▶ Your instructions: Transcribe the data underneath exactly, keeping every word in place.

........

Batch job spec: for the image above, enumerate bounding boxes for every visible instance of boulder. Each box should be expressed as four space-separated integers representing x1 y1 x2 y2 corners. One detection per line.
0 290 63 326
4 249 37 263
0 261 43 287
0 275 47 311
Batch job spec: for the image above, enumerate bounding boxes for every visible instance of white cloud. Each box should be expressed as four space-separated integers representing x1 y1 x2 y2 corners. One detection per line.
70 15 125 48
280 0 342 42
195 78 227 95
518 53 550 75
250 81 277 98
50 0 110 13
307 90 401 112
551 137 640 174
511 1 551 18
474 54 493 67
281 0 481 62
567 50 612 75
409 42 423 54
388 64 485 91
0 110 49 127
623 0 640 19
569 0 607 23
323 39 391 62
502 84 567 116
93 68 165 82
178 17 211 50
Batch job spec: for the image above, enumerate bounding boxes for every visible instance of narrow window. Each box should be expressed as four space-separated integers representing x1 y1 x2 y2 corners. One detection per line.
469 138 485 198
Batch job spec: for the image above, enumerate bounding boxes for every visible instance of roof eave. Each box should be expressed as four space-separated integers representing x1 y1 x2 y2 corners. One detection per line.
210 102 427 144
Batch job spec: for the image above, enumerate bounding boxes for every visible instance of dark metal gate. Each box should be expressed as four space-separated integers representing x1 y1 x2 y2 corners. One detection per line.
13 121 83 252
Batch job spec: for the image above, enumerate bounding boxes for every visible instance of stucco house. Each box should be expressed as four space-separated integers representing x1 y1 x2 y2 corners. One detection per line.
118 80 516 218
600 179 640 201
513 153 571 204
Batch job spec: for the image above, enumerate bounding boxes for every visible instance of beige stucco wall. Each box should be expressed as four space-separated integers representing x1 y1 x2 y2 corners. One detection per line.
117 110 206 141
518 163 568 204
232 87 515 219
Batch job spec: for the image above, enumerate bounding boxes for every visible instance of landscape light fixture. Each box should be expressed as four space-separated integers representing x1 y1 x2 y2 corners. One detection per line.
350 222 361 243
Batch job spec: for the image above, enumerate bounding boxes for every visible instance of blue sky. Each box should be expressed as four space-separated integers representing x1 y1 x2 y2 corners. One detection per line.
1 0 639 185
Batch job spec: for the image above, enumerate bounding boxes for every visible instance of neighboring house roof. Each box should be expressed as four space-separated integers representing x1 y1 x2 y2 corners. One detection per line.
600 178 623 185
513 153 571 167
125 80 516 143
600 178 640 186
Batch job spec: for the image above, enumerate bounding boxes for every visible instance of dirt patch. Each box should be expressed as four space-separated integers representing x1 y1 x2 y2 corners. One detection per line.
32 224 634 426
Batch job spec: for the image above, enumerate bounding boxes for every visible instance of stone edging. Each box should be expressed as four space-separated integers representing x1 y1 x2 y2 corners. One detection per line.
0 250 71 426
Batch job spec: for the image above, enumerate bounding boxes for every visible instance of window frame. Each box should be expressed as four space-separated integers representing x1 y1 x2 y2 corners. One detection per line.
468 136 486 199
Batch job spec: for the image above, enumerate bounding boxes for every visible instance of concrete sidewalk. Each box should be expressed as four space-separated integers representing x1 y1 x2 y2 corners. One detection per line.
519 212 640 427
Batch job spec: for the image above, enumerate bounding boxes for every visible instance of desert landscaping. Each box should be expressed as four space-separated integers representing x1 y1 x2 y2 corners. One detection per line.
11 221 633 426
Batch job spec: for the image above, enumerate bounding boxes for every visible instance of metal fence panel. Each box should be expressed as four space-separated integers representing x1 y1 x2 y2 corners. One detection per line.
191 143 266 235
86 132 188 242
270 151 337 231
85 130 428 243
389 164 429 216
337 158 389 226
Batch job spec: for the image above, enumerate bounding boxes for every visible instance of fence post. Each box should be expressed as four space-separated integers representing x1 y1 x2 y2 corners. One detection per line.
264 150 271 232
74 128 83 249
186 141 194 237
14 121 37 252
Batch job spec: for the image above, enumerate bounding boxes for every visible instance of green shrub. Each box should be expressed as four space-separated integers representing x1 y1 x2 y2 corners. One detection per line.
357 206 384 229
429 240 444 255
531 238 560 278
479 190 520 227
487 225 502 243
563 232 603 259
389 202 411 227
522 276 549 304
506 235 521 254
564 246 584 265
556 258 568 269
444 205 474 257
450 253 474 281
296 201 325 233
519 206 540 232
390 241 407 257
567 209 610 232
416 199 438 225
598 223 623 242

........

▶ Solution for this problem:
Batch job spec: for the image above, enumerate bounding boxes for every visible instance of boulder. Each box should be expressed as four space-separated integers representing x1 y1 x2 y2 corners. One detection per line.
0 290 63 326
4 249 37 263
0 261 43 287
0 275 47 311
Batch job spec: for the image above, enumerate bounding boxes for every visible instance of white cloud. Each box should be expressed as four space-separated integers representing x1 y1 x2 y2 corners. One detection per line.
70 15 125 48
280 0 342 42
195 78 227 95
518 53 550 75
250 81 277 98
50 0 110 13
307 90 401 112
551 137 640 174
511 1 551 18
474 54 493 67
281 0 481 62
567 50 612 75
409 42 423 54
388 64 485 91
0 110 49 127
623 0 640 19
569 0 607 23
323 39 391 62
502 84 567 116
93 68 165 82
178 17 211 50
Batch job spec: for the image above, enumerate bounding boxes for every visible instance of narrow window. Each box should be expressed as four space-separated integers representing x1 y1 x2 y2 corners. One detection per line.
469 138 485 198
Batch job spec: for the image above, enumerate bounding boxes for every visible instance of roof eave. Each box should be expressed as four space-separated integers representing x1 y1 x2 y2 corners. One detection per line.
210 102 427 144
Batch job spec: for the image above, enumerate bounding boxes for every visible instance of dark metal gate. Each box should be expressed as four space-separated integers representing x1 y1 x2 y2 corners. One detection per line.
13 121 83 252
Batch job spec: for the image above, enumerate bounding boxes for every visible instance of stucco house. Each box should be expressed as four space-separated integers representing x1 y1 x2 y2 corners. One detection per line.
118 80 516 218
600 179 640 201
513 153 571 204
Batch job spec: for the image above, enumerate bounding boxes for every visible instance of beige stucco wall. Each box should be expressed as four space-separated integers representing x1 y1 x2 y2 corners. One detection per line.
117 110 206 141
518 163 568 204
232 87 515 219
Batch job spec: for the image above, enumerate bounding boxes for every visible instance of landscape light fixture. Each box should be expressed as four space-separated integers representing x1 y1 x2 y2 corners. One detection per line.
350 222 361 243
Batch job spec: for the image above, enumerate bounding boxes for every visible instance of blue sky. Each box should be expressed as four space-separated integers representing x1 y1 x2 y2 corners. One detection per line.
1 0 639 185
Batch job spec: for the image above, enumerate bounding boxes for every visible instance of neighboring house roof. Each box should be expressed as four space-separated integers representing x1 y1 x2 y2 corners. One detection per line.
600 178 623 185
513 153 571 167
125 80 516 143
600 178 640 186
Batch job spec: for the image above, enumerate bounding boxes for every visible instance of dirt patch. Each box should be expressed as four space-separated integers representing x1 y1 x2 y2 corners. One detection per line.
32 224 634 426
Batch job spec: for the image above, enumerate bounding boxes for every visible instance of stone edging. Each box should be expressed as four space-separated integers representing x1 y1 x2 y2 corners. One detection per line.
0 250 71 426
Batch job spec: for the image above, enumerate bounding boxes for every visible instance of window frame. Each box should be expressed as four space-separated integers representing x1 y1 x2 y2 corners. One detection per line.
468 136 486 199
Batch job spec: for the image above, enumerate bounding boxes for every visible instance of concrete sidewalk. Each box should be expressed as four space-separated integers representing x1 y1 x2 y2 corners. One detection per line.
519 212 640 427
Batch job spec: for the image above, enumerate bounding boxes for every visible instance of desert landscaping. Each box should be expressed as four space-separated integers representing x1 y1 x2 y2 corners. One detection per line.
11 221 633 426
Batch job spec: for the image above, enumerate bounding boxes for every visible instance of metal fence panel. Each box should be expressed as four space-separated integers representing x1 y1 x2 y2 corners. One detection per line.
191 143 266 235
86 132 188 242
270 151 337 231
85 130 428 243
389 164 429 216
337 158 389 226
Batch job spec: for the image above, enumerate bounding boxes for every visible instance of fence post. Each box should be expressed as four space-separated integers representing x1 y1 x2 y2 corners. One detection per line.
264 150 271 232
74 128 83 249
186 141 194 237
14 121 37 252
Batch job spec: for the image above, enumerate bounding boxes for every visible instance of green shrub. Each box should be expressed as four space-separated integers representing x1 y1 x2 y2 corners. One detection per line.
357 206 384 229
429 240 444 255
531 238 560 278
479 190 520 227
487 225 502 243
563 232 603 259
389 202 411 227
522 276 549 304
506 235 521 254
564 246 584 265
556 258 568 269
444 205 474 257
450 253 474 281
296 201 325 233
519 206 540 232
390 241 407 257
567 209 610 232
416 199 438 225
598 223 623 242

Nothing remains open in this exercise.